● **SET PROBLEM A**
List every line in the rows below that contains the word "black".

● **SUPPLIED PASSAGE**
== == ==

Please draw your colours from these palettes, choosing for good contrast between background and circles. 


Solids, blenders and modern prints that read largely as one colour from the swatches above are perfect for this. Pick at least two colours, with good contrast between them. Below is a selection of blenders I had on hand that fit this palette pretty well (the darker green is a bit off - should have subbed in something more olive)


I know sewing curves is not everyone's favourite thing :) So I'm giving options for construction, from simplest to more complicated.  The three methods are shown in the photo below: Appliqué (bottom right), Set in Circle (top and bottom left) and quarter circle/Drunkard's Path (top right). 

If you have another method you want to use (turned edge appliqué for example) GO AHEAD! I'll love it :)


You can appliqué a simple circle (from 3" to 10" in diameter) to your background fabric using any method you like.  Or you can piece together a square of fabric and cut your circle out of that, and then appliqué it to the background.

FUSIBLE WEB : I love fusible web so much! (Here's more info about fusible web.) You can draw your circle on the paper side of the f.w., then roughly cut it out and then iron the non-paper side onto the wrong side of the fabric you're going to make your circle from. Cut out the circle neatly, remove the paper backing and iron the circle onto your background fabric (it doesn't need to be centred). Then you stitch all around the perimeter of the circle with a tightish zig zag stitch (or, if your machine has a special stitch you like for appliqué, go for it!)

Want to make a more interesting circle? Snowed in with your stash? Hiding from other things you need to do? Piece the circle fabric first! I sewed some strips together:

and cut my circle out of that ( I think that's the 6" circle template folded in half -- you can find downloadable templates in the next section of this post).

== == ==

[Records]
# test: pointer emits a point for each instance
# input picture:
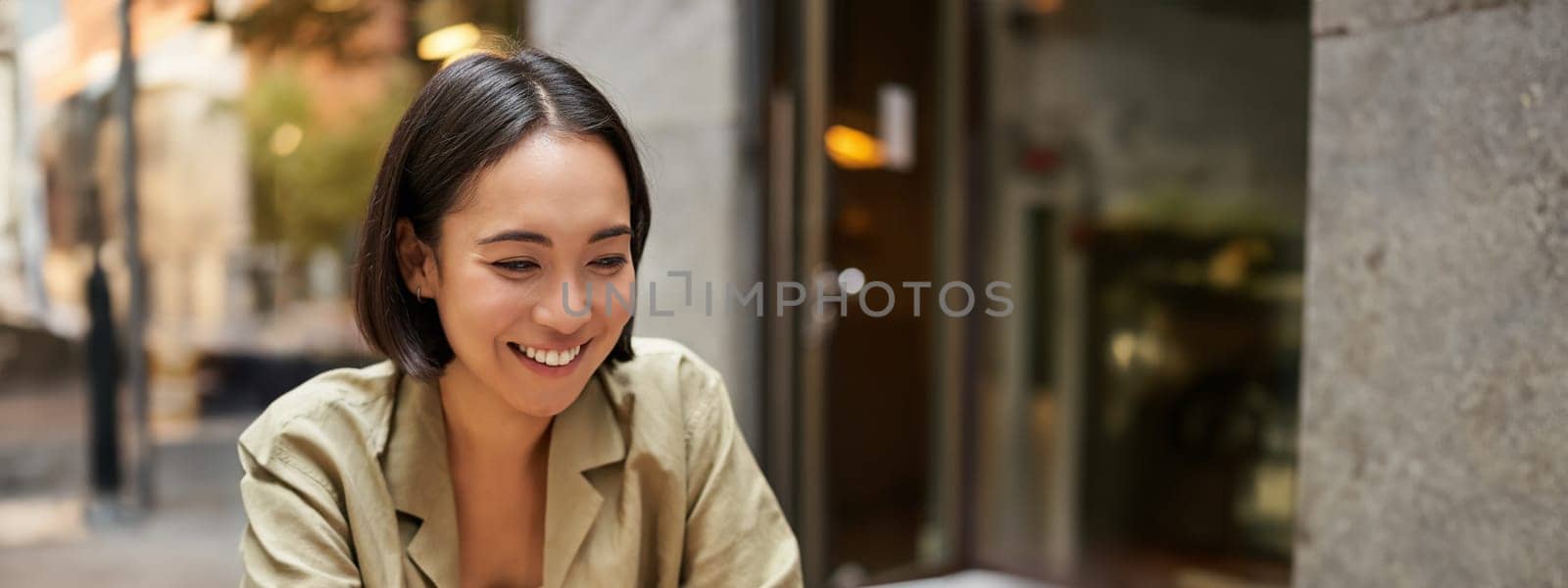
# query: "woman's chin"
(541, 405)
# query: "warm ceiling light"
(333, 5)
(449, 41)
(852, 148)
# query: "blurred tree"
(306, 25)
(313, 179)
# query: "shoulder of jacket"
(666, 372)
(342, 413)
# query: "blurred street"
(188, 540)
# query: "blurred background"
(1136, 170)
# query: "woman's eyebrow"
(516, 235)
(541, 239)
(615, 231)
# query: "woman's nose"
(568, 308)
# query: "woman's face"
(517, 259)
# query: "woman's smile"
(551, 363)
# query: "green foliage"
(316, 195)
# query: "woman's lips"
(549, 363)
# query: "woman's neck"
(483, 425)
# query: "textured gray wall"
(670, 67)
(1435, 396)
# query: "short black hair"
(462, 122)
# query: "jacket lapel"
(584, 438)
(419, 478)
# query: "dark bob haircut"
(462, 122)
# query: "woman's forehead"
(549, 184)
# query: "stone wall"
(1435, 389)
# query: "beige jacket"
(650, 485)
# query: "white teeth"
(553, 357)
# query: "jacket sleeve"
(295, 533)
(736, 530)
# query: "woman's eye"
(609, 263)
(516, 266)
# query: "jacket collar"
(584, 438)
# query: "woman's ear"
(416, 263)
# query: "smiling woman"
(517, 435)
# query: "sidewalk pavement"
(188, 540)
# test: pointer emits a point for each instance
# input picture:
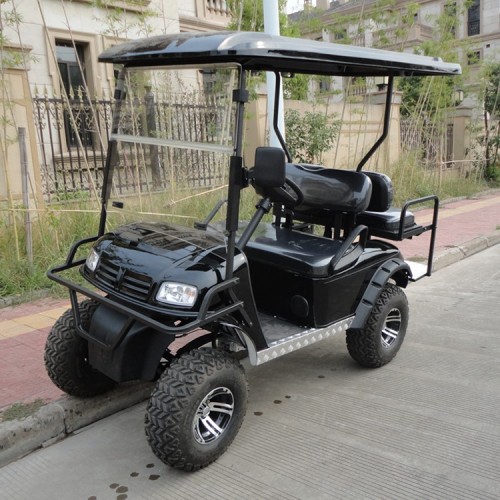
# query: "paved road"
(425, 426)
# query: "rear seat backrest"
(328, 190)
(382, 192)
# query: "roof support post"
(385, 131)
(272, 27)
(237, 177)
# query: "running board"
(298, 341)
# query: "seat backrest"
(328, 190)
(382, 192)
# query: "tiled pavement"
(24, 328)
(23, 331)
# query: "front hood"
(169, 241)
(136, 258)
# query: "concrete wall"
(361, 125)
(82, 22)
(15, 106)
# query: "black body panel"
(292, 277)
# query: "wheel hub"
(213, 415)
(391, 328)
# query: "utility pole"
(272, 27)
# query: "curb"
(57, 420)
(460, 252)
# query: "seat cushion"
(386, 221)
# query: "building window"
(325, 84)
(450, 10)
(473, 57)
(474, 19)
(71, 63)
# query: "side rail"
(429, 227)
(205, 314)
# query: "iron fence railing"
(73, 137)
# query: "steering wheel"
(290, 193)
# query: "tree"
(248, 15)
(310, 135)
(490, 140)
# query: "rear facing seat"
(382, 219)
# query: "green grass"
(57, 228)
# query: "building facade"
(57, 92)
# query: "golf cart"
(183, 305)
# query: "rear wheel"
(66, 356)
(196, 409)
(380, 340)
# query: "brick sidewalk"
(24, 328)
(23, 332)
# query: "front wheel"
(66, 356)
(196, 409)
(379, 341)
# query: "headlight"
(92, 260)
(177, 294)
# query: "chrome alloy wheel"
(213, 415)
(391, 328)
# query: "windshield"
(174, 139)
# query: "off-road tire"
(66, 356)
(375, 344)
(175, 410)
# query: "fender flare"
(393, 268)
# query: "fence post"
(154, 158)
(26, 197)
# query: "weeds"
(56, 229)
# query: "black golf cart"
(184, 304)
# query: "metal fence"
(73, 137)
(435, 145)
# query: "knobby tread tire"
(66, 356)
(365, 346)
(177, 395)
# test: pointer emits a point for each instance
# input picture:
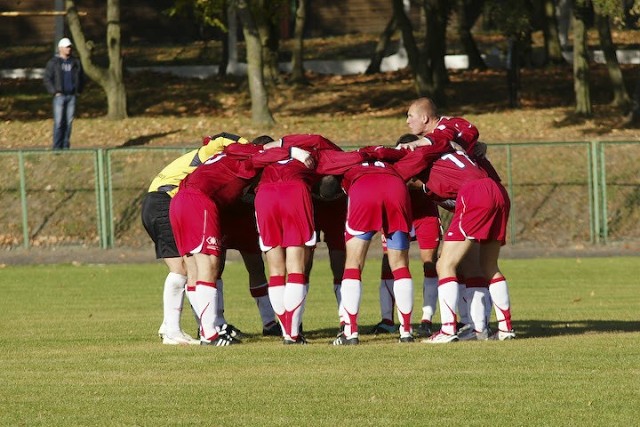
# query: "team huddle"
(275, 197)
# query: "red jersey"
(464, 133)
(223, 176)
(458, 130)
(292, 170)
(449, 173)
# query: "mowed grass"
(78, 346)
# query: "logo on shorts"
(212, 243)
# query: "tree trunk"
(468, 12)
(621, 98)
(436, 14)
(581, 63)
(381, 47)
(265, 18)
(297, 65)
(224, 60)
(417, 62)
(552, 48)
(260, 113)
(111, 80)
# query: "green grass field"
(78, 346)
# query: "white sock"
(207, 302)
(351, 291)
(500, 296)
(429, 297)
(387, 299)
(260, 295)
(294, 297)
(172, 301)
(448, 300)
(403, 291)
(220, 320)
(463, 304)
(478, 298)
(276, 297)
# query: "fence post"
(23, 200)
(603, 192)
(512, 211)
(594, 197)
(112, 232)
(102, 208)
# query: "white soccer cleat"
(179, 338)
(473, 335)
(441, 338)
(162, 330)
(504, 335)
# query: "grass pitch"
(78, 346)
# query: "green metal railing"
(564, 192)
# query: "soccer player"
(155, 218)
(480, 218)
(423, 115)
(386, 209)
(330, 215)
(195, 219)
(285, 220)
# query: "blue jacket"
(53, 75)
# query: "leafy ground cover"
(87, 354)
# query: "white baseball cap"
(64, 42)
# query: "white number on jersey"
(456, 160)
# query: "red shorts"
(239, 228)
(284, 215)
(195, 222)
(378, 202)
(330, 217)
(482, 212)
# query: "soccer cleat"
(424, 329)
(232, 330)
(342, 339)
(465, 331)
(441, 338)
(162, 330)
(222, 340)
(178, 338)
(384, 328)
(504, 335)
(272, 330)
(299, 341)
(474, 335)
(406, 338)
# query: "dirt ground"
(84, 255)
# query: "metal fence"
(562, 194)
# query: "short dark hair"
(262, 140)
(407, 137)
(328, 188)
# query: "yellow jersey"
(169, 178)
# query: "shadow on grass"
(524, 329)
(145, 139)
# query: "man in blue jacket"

== == ==

● **SET PROBLEM B**
Answer these questions about the quilt-circle instructions above:
(i) What is the minimum number of colors to pick?
(ii) What range of diameters is given for an appliquéd circle?
(iii) What stitch is suggested for sewing around the perimeter of a fused circle?

● **CORRECT ANSWER A**
# query: "short black hair"
# query: "black body panel"
# query: "black golf cart"

● **CORRECT ANSWER B**
(i) At least two.
(ii) From 3" to 10".
(iii) A tightish zig zag stitch.